What to do:
- a) Which three men does the Bachelor commentary say get an ample amount of screen time?
- b) Can you resume the Bachelor commentary after its last sentence?

And it’s unfair AF—for Mike and for us

Which is just disappointing. Watching Mike being continuously passed up for trash—by both the women and the producers with their edits—is seriously frustrating and unfair; not only to Mike but to Bachelor Nation fans who have to continuously put up with the ample amount of screen time given to fuck-boys like Blake, Clay and John Paul Jones. They’re pretty much just rewarding bad behaviour. Listen up Bachelor producers: WE DON’T WANT THIS!!!

Beyond bringing more much-needed representation and diversity into the franchise, making Mike the Bachelor would have been the perfect opportunity to reward a genuinely good guy, who’s there for the right reasons, with a shot at love. Not only that, it would have been a great opportunity to prove that the franchise is actually about finding true love, instead of just ratings and the chance to use a windmill pun.

But, we shouldn’t be surprised

As much as the franchise continues to espouse that it’s changed and is continuing to do so (“We have a queer queen! We had one Black Bachelorette! We have less blondes this season!”), the fact remains that the franchise doesn’t really care what viewers actually want. It’s what works best for the franchise—and that seems to be the status quo.

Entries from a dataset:
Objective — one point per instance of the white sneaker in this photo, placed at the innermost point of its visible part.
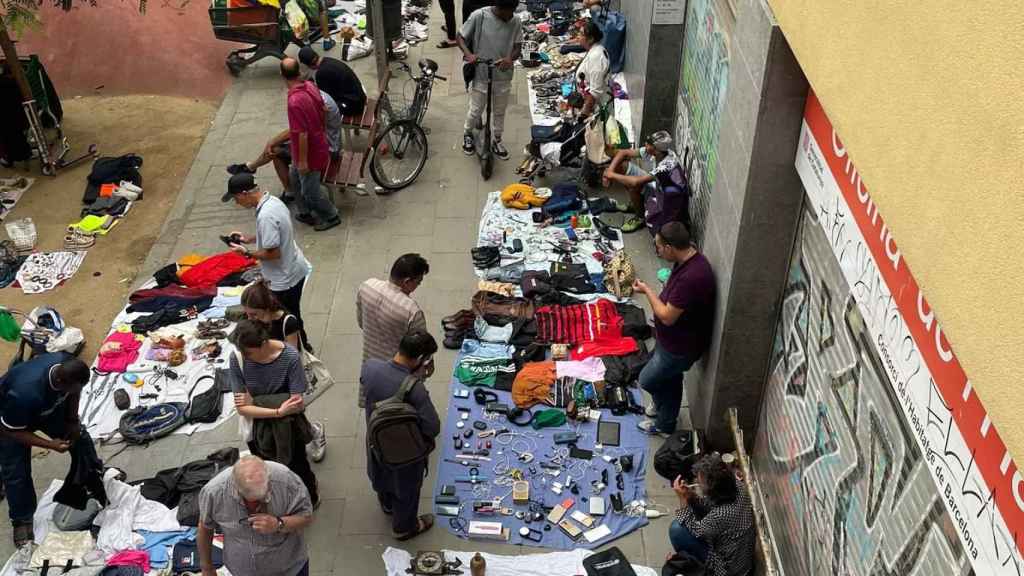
(316, 449)
(649, 428)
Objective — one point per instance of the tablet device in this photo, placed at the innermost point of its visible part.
(607, 433)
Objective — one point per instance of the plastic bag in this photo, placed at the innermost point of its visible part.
(296, 19)
(614, 134)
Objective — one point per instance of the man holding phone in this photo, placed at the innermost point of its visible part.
(398, 490)
(262, 508)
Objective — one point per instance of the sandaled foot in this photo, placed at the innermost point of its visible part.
(23, 533)
(424, 523)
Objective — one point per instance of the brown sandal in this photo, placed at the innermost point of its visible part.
(424, 523)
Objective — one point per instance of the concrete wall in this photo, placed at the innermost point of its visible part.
(751, 217)
(652, 64)
(835, 456)
(926, 97)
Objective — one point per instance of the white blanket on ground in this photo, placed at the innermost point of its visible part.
(552, 564)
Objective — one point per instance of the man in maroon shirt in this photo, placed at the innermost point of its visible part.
(310, 153)
(683, 319)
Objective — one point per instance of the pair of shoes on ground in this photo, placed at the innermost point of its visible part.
(318, 225)
(497, 147)
(648, 426)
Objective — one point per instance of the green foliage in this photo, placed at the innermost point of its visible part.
(19, 15)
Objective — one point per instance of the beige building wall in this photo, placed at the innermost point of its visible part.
(929, 99)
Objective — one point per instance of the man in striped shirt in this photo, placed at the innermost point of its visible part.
(386, 312)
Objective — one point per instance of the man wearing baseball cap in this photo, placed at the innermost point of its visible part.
(655, 159)
(282, 261)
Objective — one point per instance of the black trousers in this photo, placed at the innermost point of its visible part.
(448, 6)
(292, 300)
(299, 465)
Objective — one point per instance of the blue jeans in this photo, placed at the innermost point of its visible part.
(309, 197)
(684, 541)
(663, 378)
(15, 468)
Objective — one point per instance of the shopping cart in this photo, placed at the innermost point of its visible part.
(264, 28)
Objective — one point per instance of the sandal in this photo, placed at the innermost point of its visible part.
(23, 534)
(424, 523)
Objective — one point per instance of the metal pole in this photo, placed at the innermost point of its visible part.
(381, 43)
(10, 54)
(760, 515)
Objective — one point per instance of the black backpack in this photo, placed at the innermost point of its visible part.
(676, 456)
(393, 430)
(143, 424)
(206, 407)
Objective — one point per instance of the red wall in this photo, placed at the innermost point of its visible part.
(168, 50)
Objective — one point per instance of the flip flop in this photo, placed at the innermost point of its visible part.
(424, 523)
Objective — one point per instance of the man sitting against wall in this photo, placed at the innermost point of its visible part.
(714, 524)
(639, 171)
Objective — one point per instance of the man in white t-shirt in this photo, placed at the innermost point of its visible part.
(493, 33)
(654, 159)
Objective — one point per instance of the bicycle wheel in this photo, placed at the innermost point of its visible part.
(398, 155)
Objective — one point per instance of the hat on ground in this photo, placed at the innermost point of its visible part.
(307, 55)
(660, 140)
(243, 181)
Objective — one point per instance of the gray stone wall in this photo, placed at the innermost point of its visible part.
(751, 218)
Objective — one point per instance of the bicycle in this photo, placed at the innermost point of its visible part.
(399, 152)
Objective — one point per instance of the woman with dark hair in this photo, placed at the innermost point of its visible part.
(263, 306)
(267, 380)
(715, 521)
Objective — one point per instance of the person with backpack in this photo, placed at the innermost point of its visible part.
(261, 305)
(267, 380)
(39, 396)
(639, 171)
(401, 425)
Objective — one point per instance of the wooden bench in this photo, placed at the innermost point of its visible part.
(349, 170)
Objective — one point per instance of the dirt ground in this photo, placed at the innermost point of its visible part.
(166, 131)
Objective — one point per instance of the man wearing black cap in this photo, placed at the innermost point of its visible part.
(335, 78)
(282, 261)
(40, 395)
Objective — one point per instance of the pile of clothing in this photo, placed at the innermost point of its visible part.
(169, 346)
(144, 527)
(543, 324)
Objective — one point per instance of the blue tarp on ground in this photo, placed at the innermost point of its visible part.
(541, 443)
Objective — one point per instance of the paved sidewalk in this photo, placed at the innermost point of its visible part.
(437, 217)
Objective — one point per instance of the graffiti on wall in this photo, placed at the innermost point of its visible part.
(706, 77)
(845, 483)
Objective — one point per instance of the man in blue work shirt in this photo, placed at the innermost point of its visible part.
(40, 395)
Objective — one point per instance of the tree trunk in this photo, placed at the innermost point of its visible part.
(10, 54)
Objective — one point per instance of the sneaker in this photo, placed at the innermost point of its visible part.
(632, 224)
(240, 168)
(316, 449)
(649, 428)
(499, 149)
(328, 224)
(306, 218)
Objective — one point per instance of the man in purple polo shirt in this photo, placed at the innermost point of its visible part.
(310, 153)
(683, 318)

Answers by task:
- a) Blake, Clay and John Paul Jones.

- b)
Yes, with the introduction of Rachel, Jojo, Juan Pablo and now Peter—who’s half Cuban—as leads, the franchise has made small steps towards diversity, but these leads stand out as the exception to the norm. Having a nearly all-white franchise sends a strong message about who is positioned as desirable in Bachelor Nation. And consistently, whether it’s through the treatment of contestants of colour (who, according to the Los Angeles Times, are “predictably” eliminated early on) or the decision to not make Mike a lead, Bachelor producers are making clear that the level of representation isn’t going to change anytime soon.

And that’s some serious BS.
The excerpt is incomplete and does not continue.